WHAT YOU WILL DO.
For the entries below, repeat exactly each line starting with the one that contains "Task: Where can the wood plank" and going on through the one that contains "Target: cat's left ear", and no others.
-- Opening Marker --
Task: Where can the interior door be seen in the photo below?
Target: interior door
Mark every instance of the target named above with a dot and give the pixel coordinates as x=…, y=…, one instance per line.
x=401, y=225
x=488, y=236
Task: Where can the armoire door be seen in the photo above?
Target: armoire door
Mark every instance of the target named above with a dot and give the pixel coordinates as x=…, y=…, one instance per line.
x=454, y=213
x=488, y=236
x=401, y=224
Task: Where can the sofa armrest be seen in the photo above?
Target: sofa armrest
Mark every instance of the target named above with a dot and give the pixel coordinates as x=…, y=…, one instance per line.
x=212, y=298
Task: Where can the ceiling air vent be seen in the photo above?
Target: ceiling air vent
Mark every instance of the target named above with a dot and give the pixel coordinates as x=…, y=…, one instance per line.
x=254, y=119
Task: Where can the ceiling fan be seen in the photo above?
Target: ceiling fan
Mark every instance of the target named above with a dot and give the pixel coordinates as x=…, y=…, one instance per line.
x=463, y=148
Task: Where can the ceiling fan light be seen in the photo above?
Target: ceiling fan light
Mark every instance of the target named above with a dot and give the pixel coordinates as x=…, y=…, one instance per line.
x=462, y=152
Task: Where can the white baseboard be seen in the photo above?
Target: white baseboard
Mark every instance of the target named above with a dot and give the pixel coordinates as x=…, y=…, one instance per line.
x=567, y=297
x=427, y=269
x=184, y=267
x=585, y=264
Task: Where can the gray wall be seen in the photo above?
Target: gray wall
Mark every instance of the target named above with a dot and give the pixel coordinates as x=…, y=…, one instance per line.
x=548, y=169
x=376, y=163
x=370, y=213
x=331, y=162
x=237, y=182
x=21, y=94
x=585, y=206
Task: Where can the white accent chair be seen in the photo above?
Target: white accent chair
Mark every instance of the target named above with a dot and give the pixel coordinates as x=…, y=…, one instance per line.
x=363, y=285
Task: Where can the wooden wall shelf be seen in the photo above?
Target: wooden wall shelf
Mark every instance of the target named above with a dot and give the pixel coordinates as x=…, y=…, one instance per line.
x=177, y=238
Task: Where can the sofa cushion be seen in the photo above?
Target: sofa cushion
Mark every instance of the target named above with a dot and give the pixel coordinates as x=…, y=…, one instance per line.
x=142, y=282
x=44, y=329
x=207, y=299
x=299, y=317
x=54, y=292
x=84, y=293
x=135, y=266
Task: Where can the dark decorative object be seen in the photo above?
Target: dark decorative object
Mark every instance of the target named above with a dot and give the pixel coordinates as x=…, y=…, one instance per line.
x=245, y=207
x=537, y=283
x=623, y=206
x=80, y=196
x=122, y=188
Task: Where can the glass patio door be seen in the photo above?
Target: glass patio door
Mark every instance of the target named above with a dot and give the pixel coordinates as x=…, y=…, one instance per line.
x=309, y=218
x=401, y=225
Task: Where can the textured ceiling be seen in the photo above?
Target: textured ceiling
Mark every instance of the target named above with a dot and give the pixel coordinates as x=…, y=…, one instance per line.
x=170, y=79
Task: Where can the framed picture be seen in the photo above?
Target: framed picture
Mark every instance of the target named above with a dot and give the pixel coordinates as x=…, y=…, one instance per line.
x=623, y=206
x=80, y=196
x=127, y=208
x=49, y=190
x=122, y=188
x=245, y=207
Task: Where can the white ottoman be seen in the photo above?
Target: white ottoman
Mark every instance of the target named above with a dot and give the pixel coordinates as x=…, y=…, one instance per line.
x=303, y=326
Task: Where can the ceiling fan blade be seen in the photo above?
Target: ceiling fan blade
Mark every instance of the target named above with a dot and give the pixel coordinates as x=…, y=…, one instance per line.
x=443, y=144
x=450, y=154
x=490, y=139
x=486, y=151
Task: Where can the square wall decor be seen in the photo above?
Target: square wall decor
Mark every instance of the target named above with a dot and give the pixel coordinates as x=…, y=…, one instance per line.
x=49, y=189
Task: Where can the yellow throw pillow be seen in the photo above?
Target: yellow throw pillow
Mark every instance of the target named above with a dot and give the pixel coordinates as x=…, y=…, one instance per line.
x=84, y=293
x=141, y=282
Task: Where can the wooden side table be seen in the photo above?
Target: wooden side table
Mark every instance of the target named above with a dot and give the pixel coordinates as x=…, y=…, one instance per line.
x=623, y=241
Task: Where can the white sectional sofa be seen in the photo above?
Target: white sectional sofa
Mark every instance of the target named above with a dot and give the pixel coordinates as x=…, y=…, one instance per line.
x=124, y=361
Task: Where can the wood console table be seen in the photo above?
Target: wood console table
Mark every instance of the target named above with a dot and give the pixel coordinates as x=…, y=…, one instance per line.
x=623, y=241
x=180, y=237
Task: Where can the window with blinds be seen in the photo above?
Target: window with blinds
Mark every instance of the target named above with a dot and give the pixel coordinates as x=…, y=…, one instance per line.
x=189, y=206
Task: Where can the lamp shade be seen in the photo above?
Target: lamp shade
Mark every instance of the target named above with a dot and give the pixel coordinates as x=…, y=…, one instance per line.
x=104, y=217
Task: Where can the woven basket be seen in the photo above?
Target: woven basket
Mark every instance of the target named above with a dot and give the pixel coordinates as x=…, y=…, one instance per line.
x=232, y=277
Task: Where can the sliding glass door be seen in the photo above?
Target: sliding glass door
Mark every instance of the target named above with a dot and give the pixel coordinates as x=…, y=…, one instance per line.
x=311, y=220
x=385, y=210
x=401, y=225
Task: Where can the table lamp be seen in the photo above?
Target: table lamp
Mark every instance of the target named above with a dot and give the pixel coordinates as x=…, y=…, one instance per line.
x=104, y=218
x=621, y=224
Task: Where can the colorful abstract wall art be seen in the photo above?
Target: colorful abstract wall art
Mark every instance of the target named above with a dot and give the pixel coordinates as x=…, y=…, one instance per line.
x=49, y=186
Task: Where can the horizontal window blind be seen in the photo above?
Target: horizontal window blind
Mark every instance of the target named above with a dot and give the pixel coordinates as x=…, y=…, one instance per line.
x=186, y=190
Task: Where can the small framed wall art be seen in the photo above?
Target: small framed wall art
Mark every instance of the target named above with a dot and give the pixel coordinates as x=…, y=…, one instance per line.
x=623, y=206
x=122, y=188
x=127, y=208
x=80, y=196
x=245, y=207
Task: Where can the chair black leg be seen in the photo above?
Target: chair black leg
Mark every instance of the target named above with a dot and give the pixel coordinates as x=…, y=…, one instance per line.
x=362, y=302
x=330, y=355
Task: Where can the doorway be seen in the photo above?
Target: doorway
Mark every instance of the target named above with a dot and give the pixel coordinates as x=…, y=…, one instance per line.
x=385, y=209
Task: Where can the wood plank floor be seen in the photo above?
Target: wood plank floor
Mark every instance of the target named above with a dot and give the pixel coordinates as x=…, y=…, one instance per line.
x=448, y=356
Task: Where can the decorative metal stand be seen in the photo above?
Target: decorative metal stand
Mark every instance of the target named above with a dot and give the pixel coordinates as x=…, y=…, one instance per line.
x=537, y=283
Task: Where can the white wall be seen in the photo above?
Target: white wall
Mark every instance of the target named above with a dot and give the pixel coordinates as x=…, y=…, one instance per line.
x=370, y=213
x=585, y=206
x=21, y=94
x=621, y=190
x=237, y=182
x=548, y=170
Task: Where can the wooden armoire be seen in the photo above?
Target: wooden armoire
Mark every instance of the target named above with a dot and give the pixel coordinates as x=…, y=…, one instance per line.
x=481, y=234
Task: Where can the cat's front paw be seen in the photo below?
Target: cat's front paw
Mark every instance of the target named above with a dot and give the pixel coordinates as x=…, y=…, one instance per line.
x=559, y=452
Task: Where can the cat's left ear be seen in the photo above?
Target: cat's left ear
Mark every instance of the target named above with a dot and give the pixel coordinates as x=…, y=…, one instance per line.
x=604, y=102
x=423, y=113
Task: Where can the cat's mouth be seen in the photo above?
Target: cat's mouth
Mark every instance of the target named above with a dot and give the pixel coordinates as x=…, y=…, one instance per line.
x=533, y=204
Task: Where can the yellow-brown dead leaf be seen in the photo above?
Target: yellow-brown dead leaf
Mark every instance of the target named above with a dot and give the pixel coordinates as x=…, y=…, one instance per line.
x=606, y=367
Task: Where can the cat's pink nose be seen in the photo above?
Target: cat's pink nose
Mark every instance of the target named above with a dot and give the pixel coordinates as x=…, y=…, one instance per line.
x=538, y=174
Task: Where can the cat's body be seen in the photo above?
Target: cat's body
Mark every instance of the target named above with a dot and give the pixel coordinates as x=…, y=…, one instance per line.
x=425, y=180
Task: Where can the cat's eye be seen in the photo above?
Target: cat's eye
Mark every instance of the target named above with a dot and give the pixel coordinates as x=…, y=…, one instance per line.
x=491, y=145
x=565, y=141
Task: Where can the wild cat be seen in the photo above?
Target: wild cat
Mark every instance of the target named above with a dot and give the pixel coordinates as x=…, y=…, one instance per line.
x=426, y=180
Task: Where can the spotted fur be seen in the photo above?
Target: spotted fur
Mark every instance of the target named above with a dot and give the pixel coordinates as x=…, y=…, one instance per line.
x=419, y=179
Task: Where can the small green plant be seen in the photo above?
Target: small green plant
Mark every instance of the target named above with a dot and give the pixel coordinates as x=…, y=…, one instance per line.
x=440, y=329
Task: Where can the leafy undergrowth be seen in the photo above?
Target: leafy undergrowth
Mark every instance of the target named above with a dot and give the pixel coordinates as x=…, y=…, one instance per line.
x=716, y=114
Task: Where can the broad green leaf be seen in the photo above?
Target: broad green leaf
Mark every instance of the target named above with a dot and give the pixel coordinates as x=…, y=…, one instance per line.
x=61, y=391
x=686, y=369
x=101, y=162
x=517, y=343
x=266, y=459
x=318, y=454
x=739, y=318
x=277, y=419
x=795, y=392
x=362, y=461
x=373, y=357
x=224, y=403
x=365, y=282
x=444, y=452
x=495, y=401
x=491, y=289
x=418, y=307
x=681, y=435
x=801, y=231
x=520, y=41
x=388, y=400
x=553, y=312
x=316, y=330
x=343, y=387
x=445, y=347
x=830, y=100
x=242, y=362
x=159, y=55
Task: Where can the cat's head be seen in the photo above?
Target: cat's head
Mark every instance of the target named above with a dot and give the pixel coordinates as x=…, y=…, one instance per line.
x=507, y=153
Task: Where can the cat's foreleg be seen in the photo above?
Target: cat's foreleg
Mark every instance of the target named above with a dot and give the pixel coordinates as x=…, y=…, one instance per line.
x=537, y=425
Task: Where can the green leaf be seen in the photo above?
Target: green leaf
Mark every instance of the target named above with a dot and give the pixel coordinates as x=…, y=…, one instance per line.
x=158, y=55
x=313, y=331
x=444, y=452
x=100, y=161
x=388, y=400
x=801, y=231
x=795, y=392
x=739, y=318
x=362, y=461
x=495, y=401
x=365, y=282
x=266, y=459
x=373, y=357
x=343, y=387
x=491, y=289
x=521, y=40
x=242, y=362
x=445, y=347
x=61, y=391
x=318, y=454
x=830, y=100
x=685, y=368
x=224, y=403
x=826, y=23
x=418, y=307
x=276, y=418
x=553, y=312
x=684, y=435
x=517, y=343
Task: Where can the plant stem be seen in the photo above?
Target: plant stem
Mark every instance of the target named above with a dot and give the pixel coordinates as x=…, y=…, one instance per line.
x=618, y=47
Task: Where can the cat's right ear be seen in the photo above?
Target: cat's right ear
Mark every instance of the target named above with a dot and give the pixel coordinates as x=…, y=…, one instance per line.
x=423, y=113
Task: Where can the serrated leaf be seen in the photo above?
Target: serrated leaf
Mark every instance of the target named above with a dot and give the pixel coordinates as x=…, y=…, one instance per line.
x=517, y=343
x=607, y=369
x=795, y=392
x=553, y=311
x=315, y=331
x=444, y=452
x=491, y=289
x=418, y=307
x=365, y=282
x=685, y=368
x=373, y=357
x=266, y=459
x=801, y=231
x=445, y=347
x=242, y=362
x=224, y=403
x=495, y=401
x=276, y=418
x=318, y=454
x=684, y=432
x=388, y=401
-- Closing Marker --
RESPONSE BOX.
Task: Where can the wood plank floor be seen in the photo above?
Target: wood plank floor
Mark every instance of the target named above with a dot and give the pixel coordinates as x=…, y=…, one instance per line.
x=448, y=356
Task: Where can the decorative metal stand be seen in the photo above?
Target: decorative metal stand
Mark every instance of the target named above with a dot and give the pixel coordinates as x=…, y=…, one instance per line.
x=537, y=283
Task: Where can the white wall be seen in the photo above?
Target: white wall
Mark every instance of the target named above with a dot and give the pixel coordinates as x=…, y=…, one instance per line.
x=370, y=213
x=585, y=206
x=21, y=94
x=621, y=190
x=237, y=182
x=548, y=170
Task: Where can the wooden armoire be seen in the photo above?
Target: wooden armoire
Mark every instance of the target named above with a dot and give the pixel coordinates as x=…, y=…, one instance per line.
x=481, y=234
Task: Where can the cat's front paw be seen in the photo below?
Target: cat's front paw
Mark every instance of the target named above with a dot and give the pixel coordinates as x=…, y=…, one instance per line.
x=559, y=452
Task: Where can the cat's left ear be seen in the photo above?
Target: cat's left ear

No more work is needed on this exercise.